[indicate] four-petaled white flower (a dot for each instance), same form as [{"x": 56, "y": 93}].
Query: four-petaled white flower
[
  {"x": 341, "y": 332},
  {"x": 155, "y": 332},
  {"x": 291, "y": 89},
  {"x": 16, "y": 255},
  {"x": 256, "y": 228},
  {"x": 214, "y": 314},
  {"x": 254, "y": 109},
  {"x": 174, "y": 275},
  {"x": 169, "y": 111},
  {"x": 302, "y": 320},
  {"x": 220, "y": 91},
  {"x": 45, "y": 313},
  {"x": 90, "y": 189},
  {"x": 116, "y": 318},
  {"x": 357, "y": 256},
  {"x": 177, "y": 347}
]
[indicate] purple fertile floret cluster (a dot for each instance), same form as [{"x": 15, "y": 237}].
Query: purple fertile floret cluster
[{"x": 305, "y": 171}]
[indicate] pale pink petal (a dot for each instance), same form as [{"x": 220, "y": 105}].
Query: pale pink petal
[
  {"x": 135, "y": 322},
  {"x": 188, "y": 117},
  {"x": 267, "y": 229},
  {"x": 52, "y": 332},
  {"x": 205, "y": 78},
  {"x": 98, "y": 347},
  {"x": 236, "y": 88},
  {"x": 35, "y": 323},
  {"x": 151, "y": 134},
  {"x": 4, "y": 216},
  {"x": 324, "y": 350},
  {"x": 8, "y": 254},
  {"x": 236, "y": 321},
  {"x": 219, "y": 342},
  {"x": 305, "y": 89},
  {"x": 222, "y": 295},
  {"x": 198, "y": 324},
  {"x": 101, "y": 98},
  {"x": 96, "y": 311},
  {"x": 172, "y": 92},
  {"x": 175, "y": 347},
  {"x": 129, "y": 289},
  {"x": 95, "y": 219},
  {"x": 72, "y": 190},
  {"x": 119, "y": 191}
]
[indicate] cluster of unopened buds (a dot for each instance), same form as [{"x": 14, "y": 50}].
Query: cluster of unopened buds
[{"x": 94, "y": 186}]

________________________________________

- _WORK REQUIRED_
Each of the records above is to be reproduced word for word.

- _TASK OUTPUT_
[indicate] four-petaled white flower (a dot for each instance), same form as [{"x": 56, "y": 93}].
Query: four-petaled white flower
[
  {"x": 341, "y": 332},
  {"x": 155, "y": 332},
  {"x": 291, "y": 89},
  {"x": 16, "y": 255},
  {"x": 256, "y": 228},
  {"x": 214, "y": 314},
  {"x": 254, "y": 109},
  {"x": 174, "y": 275},
  {"x": 169, "y": 111},
  {"x": 302, "y": 320},
  {"x": 220, "y": 91},
  {"x": 45, "y": 313},
  {"x": 90, "y": 189},
  {"x": 116, "y": 318},
  {"x": 357, "y": 256},
  {"x": 177, "y": 347}
]
[indicate] purple fertile floret cluster (a dot for each instance), same form as [{"x": 15, "y": 237}].
Query: purple fertile floret cluster
[{"x": 305, "y": 171}]
[indicate] pale pink petal (a dot for each instance), same form as [{"x": 220, "y": 105}].
Query: pale pink petal
[
  {"x": 135, "y": 322},
  {"x": 188, "y": 117},
  {"x": 267, "y": 229},
  {"x": 52, "y": 332},
  {"x": 205, "y": 78},
  {"x": 98, "y": 347},
  {"x": 236, "y": 88},
  {"x": 35, "y": 323},
  {"x": 151, "y": 134},
  {"x": 4, "y": 216},
  {"x": 324, "y": 350},
  {"x": 8, "y": 254},
  {"x": 236, "y": 321},
  {"x": 219, "y": 342},
  {"x": 305, "y": 89},
  {"x": 222, "y": 295},
  {"x": 198, "y": 324},
  {"x": 101, "y": 98},
  {"x": 96, "y": 311},
  {"x": 172, "y": 92},
  {"x": 175, "y": 347},
  {"x": 129, "y": 289},
  {"x": 95, "y": 219},
  {"x": 72, "y": 190},
  {"x": 119, "y": 191}
]
[indicate] cluster of unopened buds (a dot for each instance), same form as [{"x": 14, "y": 50}].
Query: cluster of unopened buds
[{"x": 94, "y": 186}]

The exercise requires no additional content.